Rewrite the lines starting at the beginning and ending at the line that contains "[0,509,666,800]", substituting "metal knob" for "silver knob" and leaving everything else unchanged.

┌──

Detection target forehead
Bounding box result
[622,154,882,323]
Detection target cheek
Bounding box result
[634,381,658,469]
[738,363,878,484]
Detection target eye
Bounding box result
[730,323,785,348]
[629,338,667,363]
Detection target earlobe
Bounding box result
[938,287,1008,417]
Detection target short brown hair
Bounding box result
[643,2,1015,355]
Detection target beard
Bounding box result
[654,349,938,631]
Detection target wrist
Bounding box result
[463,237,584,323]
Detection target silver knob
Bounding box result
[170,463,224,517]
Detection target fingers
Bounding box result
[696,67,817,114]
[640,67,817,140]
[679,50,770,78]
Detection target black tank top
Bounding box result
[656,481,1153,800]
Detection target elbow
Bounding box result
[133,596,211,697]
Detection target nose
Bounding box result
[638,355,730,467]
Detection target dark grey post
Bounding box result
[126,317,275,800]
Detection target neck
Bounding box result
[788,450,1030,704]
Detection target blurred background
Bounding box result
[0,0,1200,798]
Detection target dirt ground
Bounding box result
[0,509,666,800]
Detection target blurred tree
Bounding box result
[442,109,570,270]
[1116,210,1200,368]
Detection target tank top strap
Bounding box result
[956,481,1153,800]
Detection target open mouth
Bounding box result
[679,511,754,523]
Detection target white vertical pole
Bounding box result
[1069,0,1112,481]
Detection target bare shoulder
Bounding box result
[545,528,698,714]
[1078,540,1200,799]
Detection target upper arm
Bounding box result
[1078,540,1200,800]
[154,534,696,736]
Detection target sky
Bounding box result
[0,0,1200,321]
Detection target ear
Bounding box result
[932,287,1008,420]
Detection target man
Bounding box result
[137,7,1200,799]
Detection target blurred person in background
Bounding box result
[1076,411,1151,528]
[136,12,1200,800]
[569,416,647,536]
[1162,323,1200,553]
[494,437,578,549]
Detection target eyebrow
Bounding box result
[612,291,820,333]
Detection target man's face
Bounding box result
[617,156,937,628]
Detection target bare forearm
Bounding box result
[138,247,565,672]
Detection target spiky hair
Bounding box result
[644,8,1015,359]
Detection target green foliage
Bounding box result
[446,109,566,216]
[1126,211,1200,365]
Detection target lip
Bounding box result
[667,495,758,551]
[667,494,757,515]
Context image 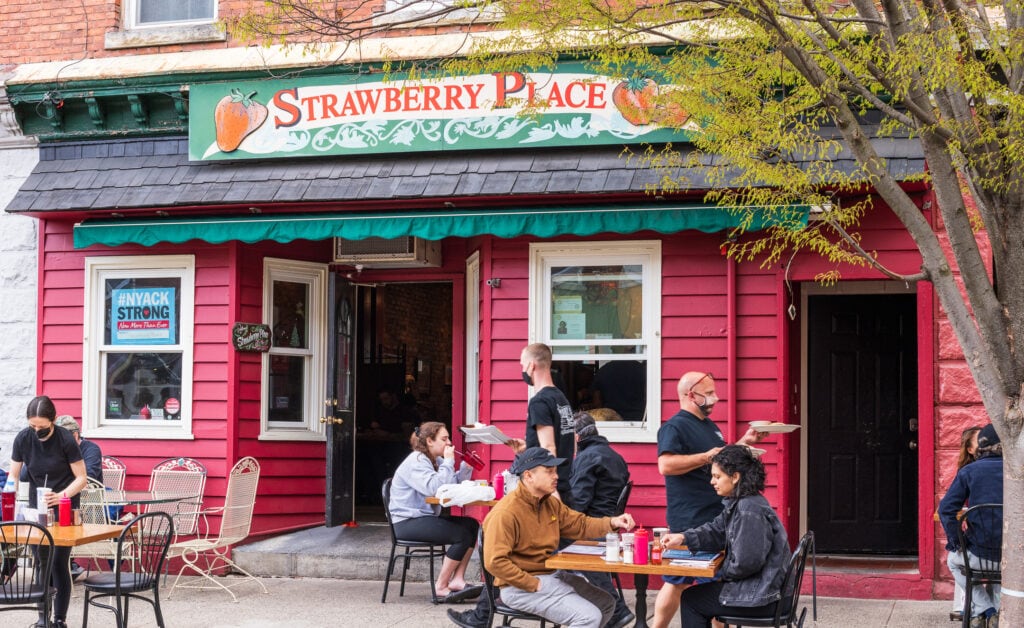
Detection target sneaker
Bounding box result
[449,609,486,628]
[605,611,637,628]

└──

WRITTEN ANSWER.
Detection target forehead
Bounding box result
[622,154,882,323]
Detection target cheek
Bounding box result
[634,381,658,469]
[738,363,878,484]
Detection target eye
Bounding box result
[730,323,785,348]
[629,338,667,363]
Detection target earlobe
Bounding box result
[938,287,1008,417]
Detection target short brown hair
Bounding box result
[643,2,1015,355]
Detection target beard
Bounding box result
[654,349,938,631]
Detection target wrist
Bounding box result
[463,237,584,323]
Detection target metal knob
Bounding box result
[170,463,224,517]
Detection target fingers
Bounding box result
[696,67,817,114]
[640,67,817,140]
[679,50,770,78]
Detection target black tank top
Bounding box result
[656,481,1153,800]
Detection target elbow
Bounding box result
[133,596,211,697]
Detection target nose
Bounding box result
[638,355,730,467]
Detection target dark grey post
Bounding box result
[126,317,275,800]
Detection target neck
Bounding box result
[788,450,1030,704]
Detection target blurred background
Bounding box result
[0,0,1200,798]
Detection target dirt ground
Bounding box result
[0,509,666,800]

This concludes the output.